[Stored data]
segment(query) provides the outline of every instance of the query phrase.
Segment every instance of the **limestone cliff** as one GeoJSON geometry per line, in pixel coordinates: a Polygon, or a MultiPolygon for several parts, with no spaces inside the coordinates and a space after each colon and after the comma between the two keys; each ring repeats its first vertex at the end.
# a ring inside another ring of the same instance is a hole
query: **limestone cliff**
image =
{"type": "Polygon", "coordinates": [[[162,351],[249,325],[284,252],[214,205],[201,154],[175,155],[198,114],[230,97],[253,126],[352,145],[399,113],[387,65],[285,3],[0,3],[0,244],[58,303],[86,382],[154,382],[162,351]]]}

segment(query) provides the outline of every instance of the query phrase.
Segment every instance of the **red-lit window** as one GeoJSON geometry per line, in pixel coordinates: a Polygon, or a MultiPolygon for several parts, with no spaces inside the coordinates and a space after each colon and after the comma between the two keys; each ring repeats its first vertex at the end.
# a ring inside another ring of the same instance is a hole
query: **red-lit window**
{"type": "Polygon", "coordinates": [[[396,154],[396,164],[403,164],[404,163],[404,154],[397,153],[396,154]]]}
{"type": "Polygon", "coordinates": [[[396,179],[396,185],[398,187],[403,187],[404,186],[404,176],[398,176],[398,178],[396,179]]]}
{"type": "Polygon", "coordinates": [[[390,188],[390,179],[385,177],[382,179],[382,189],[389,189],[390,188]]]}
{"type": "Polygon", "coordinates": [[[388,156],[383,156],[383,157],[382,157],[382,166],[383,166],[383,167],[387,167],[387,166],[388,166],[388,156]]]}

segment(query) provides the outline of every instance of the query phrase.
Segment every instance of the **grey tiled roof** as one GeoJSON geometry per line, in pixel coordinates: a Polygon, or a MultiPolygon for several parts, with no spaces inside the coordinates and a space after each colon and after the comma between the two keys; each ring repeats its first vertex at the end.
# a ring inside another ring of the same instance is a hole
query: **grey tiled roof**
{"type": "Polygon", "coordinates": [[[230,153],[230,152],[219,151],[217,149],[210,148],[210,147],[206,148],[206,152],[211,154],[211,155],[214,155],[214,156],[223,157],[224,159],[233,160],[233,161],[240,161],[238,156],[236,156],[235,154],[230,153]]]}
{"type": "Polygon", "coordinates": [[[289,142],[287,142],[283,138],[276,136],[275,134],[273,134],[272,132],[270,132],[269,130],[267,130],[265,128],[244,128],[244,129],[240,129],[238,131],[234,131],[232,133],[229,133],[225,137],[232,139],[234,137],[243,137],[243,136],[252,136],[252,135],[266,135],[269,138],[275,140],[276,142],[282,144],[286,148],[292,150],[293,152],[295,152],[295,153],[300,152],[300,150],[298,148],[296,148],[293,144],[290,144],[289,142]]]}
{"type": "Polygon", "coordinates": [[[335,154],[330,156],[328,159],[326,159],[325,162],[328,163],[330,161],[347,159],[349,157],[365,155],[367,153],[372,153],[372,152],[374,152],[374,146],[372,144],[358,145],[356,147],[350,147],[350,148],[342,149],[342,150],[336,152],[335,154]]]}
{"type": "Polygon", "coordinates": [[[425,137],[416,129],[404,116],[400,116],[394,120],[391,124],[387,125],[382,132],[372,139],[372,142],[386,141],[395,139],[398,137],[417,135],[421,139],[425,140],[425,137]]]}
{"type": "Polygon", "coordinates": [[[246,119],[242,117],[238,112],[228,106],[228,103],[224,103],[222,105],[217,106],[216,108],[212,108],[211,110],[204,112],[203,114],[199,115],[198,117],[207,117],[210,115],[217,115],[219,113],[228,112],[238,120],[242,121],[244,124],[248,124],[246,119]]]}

### What the task asks
Once the records end, copy them all again exactly.

### Result of this exercise
segment(query) provides the outline of every instance of the query phrase.
Segment every instance of the **limestone cliff** as one GeoJSON geometry per line, in pixel coordinates: a Polygon, or a MultiPolygon for several parts, with no spaces inside the coordinates and a space after each colon and after the comma between the two keys; each ring repeats its first vertex at the end.
# a ring inside another ring of the same instance is a hole
query: **limestone cliff**
image =
{"type": "Polygon", "coordinates": [[[162,351],[249,325],[284,252],[214,205],[201,154],[175,155],[198,114],[230,97],[253,126],[352,145],[399,113],[387,65],[285,3],[0,3],[0,244],[58,303],[86,382],[154,382],[162,351]]]}

segment(query) provides the outline of every instance of the query phrase.
Segment every instance of the **red-lit window** as one GeoJSON geometry per line, in pixel coordinates: a Polygon, or a MultiPolygon for several parts, with no spaces inside the coordinates and a space after each colon and after the comma between the two keys; each ring repeats its first vertex at the end.
# a ring inside another ring of the same instance is a hole
query: **red-lit window**
{"type": "Polygon", "coordinates": [[[396,154],[396,164],[403,164],[404,163],[404,154],[397,153],[396,154]]]}
{"type": "Polygon", "coordinates": [[[396,179],[396,185],[398,187],[403,187],[404,186],[404,176],[398,176],[398,178],[396,179]]]}
{"type": "Polygon", "coordinates": [[[390,188],[390,179],[385,177],[382,179],[382,189],[389,189],[390,188]]]}
{"type": "Polygon", "coordinates": [[[388,156],[383,156],[383,157],[382,157],[382,166],[383,166],[383,167],[387,167],[387,166],[388,166],[388,156]]]}

segment(query) provides the outline of every instance of the query phrase.
Segment every instance of the **grey tiled roof** as one GeoJSON geometry per line, in pixel coordinates: a Polygon, or a MultiPolygon for several parts, with no spaces inside the coordinates and a space after each colon and after the comma between the two keys; each ring repeats its first vertex at the end.
# a ring inside another ring of the same instance is a hole
query: **grey tiled roof**
{"type": "Polygon", "coordinates": [[[230,153],[230,152],[219,151],[217,149],[210,148],[210,147],[206,148],[206,152],[211,154],[211,155],[214,155],[214,156],[223,157],[224,159],[233,160],[233,161],[240,161],[238,156],[236,156],[235,154],[230,153]]]}
{"type": "Polygon", "coordinates": [[[289,142],[287,142],[283,138],[276,136],[275,134],[273,134],[272,132],[270,132],[269,130],[267,130],[265,128],[244,128],[244,129],[240,129],[238,131],[234,131],[232,133],[229,133],[225,137],[232,139],[234,137],[243,137],[243,136],[252,136],[252,135],[266,135],[269,138],[275,140],[276,142],[282,144],[286,148],[292,150],[293,152],[295,152],[295,153],[300,152],[300,150],[298,148],[296,148],[293,144],[290,144],[289,142]]]}
{"type": "Polygon", "coordinates": [[[335,154],[330,156],[328,159],[326,159],[325,162],[328,163],[330,161],[347,159],[349,157],[365,155],[367,153],[372,153],[372,152],[374,152],[374,146],[372,144],[358,145],[356,147],[350,147],[350,148],[342,149],[342,150],[336,152],[335,154]]]}
{"type": "Polygon", "coordinates": [[[425,137],[416,129],[404,116],[400,116],[394,120],[391,124],[387,125],[382,132],[372,139],[372,142],[386,141],[395,139],[398,137],[417,135],[421,139],[425,140],[425,137]]]}
{"type": "Polygon", "coordinates": [[[246,119],[242,117],[238,112],[228,106],[228,103],[224,103],[222,105],[217,106],[216,108],[212,108],[211,110],[204,112],[203,114],[199,115],[198,117],[207,117],[210,115],[217,115],[219,113],[228,112],[238,120],[242,121],[244,124],[248,124],[246,119]]]}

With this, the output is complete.